Entrées de pointage d'objets nommés
◆ ◆ ◆ ◆ ◆
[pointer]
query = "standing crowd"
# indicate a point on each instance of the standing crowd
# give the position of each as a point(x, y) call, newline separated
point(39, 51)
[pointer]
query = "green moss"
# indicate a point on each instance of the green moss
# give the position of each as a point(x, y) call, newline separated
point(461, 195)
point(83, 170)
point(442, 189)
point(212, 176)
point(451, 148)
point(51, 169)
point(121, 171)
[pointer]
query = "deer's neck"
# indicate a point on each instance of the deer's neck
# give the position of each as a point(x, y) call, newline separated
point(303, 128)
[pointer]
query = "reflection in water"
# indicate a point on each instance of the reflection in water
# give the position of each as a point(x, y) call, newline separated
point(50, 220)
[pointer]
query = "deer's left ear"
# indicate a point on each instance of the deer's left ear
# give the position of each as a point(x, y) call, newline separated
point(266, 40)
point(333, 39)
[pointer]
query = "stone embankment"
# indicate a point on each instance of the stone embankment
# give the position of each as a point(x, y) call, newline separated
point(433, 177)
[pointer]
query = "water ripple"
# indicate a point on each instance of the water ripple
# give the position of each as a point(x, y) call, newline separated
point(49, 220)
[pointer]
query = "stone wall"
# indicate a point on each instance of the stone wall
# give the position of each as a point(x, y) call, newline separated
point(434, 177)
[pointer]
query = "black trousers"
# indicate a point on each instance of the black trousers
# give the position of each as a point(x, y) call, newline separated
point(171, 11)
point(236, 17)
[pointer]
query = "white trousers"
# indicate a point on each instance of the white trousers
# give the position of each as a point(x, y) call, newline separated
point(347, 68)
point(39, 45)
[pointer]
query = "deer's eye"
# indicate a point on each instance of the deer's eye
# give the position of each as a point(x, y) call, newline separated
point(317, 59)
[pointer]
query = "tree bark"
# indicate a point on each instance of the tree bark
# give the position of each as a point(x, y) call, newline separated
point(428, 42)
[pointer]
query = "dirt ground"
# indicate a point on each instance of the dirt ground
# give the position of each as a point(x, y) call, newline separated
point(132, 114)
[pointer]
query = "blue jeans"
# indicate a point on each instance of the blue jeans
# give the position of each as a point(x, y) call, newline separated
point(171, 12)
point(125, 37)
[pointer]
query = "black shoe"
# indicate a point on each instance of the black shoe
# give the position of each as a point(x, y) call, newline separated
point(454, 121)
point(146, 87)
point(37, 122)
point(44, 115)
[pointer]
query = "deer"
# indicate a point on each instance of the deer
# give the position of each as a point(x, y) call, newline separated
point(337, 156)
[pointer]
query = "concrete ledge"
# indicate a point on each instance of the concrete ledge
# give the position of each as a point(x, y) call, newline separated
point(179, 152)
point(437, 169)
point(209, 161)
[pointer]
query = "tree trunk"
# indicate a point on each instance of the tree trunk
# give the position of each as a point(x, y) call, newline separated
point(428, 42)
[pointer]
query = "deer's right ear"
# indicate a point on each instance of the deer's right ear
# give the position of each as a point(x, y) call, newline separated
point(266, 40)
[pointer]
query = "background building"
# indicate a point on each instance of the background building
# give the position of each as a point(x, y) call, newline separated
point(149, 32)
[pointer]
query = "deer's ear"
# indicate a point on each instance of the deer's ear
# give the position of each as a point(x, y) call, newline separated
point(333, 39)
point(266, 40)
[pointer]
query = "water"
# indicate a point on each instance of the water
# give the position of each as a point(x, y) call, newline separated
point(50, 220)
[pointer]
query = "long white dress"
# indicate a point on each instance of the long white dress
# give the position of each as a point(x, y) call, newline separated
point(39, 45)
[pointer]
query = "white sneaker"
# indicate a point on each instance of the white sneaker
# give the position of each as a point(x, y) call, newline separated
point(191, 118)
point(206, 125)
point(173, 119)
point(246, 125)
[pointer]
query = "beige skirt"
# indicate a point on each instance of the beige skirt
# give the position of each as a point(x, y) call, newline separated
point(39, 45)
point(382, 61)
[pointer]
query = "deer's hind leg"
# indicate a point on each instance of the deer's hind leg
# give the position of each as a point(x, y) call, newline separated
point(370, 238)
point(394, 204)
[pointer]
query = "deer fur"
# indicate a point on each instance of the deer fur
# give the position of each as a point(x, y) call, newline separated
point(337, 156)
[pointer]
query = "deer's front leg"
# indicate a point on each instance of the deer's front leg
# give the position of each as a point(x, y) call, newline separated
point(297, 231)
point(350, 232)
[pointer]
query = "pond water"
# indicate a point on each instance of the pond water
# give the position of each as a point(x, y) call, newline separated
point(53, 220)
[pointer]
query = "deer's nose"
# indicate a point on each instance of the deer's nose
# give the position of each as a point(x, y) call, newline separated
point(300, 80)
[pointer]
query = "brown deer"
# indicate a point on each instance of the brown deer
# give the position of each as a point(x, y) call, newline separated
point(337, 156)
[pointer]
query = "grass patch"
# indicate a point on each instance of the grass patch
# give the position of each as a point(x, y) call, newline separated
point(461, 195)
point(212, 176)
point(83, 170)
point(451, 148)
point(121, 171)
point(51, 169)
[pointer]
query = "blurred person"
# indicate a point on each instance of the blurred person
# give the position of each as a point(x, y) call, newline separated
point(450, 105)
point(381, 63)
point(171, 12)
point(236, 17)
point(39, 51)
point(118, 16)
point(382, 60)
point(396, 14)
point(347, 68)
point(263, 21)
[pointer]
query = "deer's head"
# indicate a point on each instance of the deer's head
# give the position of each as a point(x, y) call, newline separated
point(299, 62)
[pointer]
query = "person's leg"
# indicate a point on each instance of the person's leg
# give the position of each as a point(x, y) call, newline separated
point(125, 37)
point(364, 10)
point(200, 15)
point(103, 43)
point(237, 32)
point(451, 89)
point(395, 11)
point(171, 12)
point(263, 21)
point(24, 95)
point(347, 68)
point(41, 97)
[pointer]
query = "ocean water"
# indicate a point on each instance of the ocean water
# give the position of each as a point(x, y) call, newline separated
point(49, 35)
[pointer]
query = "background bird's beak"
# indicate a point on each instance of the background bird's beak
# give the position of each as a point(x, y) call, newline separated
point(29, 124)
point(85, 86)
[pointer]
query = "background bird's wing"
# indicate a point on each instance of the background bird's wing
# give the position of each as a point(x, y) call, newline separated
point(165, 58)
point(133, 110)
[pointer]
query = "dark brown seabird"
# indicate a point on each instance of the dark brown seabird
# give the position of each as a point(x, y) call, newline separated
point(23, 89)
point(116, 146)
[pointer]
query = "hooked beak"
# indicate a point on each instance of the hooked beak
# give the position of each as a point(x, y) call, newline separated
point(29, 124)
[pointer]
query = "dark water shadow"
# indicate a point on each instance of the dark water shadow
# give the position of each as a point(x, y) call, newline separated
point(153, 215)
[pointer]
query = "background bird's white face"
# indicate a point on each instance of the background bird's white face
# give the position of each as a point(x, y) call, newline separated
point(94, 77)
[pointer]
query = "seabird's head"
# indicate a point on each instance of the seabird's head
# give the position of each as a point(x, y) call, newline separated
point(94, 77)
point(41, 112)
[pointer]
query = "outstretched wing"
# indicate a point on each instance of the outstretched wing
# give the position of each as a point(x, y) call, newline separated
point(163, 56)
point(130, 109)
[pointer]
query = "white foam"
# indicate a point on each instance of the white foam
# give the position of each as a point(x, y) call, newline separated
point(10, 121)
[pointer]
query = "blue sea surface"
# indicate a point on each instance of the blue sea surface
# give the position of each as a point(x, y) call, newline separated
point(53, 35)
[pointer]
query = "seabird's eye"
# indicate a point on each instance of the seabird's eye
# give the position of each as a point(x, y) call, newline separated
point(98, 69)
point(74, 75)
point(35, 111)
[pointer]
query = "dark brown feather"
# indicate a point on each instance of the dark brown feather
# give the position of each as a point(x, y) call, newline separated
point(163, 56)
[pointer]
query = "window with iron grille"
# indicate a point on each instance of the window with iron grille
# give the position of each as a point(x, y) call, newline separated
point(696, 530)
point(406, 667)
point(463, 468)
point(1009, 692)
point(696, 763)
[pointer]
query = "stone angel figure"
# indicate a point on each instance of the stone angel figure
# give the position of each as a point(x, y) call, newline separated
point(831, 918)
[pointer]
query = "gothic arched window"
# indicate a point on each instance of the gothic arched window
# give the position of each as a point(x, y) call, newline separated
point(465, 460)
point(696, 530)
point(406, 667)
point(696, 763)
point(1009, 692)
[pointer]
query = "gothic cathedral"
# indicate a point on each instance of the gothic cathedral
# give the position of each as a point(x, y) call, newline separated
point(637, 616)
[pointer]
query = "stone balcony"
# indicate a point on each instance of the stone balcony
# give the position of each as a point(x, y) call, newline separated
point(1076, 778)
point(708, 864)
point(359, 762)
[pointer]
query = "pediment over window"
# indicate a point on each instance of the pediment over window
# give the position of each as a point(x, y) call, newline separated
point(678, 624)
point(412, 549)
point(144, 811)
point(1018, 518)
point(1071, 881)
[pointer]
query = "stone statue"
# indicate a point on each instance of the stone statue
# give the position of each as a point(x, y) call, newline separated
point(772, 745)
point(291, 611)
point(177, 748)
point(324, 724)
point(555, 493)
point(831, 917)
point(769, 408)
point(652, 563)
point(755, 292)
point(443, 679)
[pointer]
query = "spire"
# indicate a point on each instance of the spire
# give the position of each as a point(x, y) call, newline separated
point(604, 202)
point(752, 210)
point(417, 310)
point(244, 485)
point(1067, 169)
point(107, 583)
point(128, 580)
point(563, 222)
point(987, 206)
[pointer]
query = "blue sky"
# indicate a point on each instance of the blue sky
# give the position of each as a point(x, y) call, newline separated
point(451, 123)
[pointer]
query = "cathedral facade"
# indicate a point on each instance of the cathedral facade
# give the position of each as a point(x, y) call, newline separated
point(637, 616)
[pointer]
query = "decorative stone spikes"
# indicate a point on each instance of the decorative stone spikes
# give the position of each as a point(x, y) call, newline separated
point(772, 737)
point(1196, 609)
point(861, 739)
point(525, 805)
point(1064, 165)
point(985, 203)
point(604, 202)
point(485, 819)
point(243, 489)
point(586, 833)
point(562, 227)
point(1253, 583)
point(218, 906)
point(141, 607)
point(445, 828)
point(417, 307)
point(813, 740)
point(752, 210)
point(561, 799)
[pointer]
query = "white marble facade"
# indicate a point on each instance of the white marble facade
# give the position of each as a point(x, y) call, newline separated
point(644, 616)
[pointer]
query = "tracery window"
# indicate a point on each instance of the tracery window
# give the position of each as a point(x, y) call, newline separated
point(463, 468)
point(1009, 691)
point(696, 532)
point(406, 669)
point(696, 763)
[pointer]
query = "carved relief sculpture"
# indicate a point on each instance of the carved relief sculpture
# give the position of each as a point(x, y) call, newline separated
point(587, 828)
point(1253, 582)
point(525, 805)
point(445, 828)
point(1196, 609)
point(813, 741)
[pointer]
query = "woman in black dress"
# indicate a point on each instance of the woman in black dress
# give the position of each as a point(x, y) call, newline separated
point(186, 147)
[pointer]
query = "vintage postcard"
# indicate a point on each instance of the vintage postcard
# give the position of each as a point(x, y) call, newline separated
◆ ◆ ◆ ◆ ◆
Indiquez combien des lignes ci-dessus contiennent le mot « over ». Donnez seulement le nombre, s'il vous plaît.

Résultat
2